→ **TASK SET**:
[a] In the horse show account, what score did the rider and horse earn in dressage?
[b] Transcribe the horse show account word for word, beginning at the words "I had an hour" and stopping after "of the footing.".

→ **DOCUMENT EXCERPT**:
*** Block opens ***

This was the second show in a row where I felt like I was just barely holding him together from an explosion. He started out holding himself a bit in the warmup and I had only allowed about 35 minutes, when I could have used more. We’d had a good flat lesson earlier in the week trying some renver in trot and canter, so I was able to get some in trot, but it didn’t seem to influence him as well as it did at home. We had to disrupt our rhythm a bit to go up to the ring, and his trot work in the test was just a bit tense. He was also fussing with his tongue for some reason and I could see it in my photos. He had his usual near-explosion after the free walk and his halts were kind of crappy, but we ended up with a 33 to be in first after dressage.

I barely had time to breathe before I needed to be on for show jumping, so my course walk was more like a course run and I didn’t really get a chance to think critically about what I was going to do at each fence, but I guess it didn’t really matter, because we only had one rail down! The ring was on the track with a slight slope, not what I was expecting at Morven, so I had to make sure I really kept his stride open going up some of the hills. I lost his shoulder a bit, and as a result some impulsion, to the triple combination and we got there on an off stride, but he somehow powered over the first oxer and then added a half stride in the one-stride distance and cleared the second part. He made the next one stride distance, but had the rail down just barely. It was kind of embarrassing to be the person who got two strides in the one-stride, but it didn’t look as bad on the video as it felt. Lesson learned, as I rode the last combination a lot better.

I had an hour before cross-country which was slightly nerve-wracking, and it had been raining a bit, so I knew the footing wasn’t going to be perfect. I took a bit of a short spot to a table at fence 4, then subsequently rode terrible to the quarry and got two strides in the one-stride again! Luckily he just kept going, but was a bit suspicious of my bad riding for a couple of fences. He did the water complex quite well and tried his hardest at the bounce bank where I think I didn’t ride strong enough to. Overall, I felt like I was a bit backed off or some reason, be it the footing, or my uncertainty about a couple of the combinations when I walked them on my own. We were about 15 seconds over time, so not too bad considering I wasn’t really going for it because of the footing.

*** Block closes ***

(Data items)
*** Block opens ***

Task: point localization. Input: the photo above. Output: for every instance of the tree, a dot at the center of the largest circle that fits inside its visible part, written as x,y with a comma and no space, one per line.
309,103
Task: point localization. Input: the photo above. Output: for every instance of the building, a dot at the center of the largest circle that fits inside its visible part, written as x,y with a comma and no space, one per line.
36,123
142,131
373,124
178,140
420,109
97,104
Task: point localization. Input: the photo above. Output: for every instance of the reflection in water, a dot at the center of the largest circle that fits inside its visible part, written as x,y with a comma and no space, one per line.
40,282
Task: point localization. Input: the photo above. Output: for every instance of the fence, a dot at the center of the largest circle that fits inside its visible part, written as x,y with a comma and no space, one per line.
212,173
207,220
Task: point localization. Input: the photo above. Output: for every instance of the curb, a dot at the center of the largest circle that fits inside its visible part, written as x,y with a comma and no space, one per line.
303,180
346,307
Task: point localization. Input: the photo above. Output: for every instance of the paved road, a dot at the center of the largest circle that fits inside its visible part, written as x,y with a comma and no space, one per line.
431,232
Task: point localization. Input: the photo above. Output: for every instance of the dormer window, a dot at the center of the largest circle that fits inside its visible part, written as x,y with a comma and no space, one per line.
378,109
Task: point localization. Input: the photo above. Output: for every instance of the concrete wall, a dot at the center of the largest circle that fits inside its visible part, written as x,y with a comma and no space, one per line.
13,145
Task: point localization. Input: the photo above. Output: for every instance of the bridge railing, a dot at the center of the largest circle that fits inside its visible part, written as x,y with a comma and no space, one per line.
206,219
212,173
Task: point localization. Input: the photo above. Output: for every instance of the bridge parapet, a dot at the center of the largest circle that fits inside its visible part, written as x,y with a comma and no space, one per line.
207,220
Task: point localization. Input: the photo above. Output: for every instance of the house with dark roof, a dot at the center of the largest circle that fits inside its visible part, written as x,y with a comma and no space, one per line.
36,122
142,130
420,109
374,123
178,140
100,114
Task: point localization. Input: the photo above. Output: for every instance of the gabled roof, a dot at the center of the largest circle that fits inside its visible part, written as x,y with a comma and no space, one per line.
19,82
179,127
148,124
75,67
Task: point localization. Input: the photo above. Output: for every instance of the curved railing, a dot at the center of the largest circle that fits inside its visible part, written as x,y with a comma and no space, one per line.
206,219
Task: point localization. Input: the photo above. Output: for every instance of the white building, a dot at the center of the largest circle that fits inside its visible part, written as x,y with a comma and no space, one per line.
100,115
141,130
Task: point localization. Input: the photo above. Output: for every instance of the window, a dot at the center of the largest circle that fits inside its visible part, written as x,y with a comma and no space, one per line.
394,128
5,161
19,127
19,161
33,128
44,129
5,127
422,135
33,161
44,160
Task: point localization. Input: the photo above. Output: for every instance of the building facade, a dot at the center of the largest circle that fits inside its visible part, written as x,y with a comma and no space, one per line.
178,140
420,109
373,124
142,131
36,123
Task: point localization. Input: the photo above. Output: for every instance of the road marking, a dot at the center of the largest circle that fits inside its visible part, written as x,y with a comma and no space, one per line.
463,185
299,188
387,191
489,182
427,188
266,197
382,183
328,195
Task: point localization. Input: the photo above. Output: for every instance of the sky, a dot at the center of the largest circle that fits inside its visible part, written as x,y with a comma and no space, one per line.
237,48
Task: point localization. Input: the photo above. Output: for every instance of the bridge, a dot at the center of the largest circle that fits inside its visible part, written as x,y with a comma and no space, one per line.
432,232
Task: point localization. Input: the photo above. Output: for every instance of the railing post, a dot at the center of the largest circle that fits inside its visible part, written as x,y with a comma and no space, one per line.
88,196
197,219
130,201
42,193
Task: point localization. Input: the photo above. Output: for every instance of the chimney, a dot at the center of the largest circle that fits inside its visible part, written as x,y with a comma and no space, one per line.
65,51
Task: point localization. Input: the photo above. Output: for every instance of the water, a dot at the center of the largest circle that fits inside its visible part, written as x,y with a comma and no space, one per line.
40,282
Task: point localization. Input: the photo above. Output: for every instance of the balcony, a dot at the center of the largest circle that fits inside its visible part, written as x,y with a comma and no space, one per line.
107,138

*** Block closes ***

→ **RESPONSES BY TASK**:
[a] A 33, which put them in first after dressage.

[b]
I had an hour before cross-country which was slightly nerve-wracking, and it had been raining a bit, so I knew the footing wasn’t going to be perfect. I took a bit of a short spot to a table at fence 4, then subsequently rode terrible to the quarry and got two strides in the one-stride again! Luckily he just kept going, but was a bit suspicious of my bad riding for a couple of fences. He did the water complex quite well and tried his hardest at the bounce bank where I think I didn’t ride strong enough to. Overall, I felt like I was a bit backed off or some reason, be it the footing, or my uncertainty about a couple of the combinations when I walked them on my own. We were about 15 seconds over time, so not too bad considering I wasn’t really going for it because of the footing.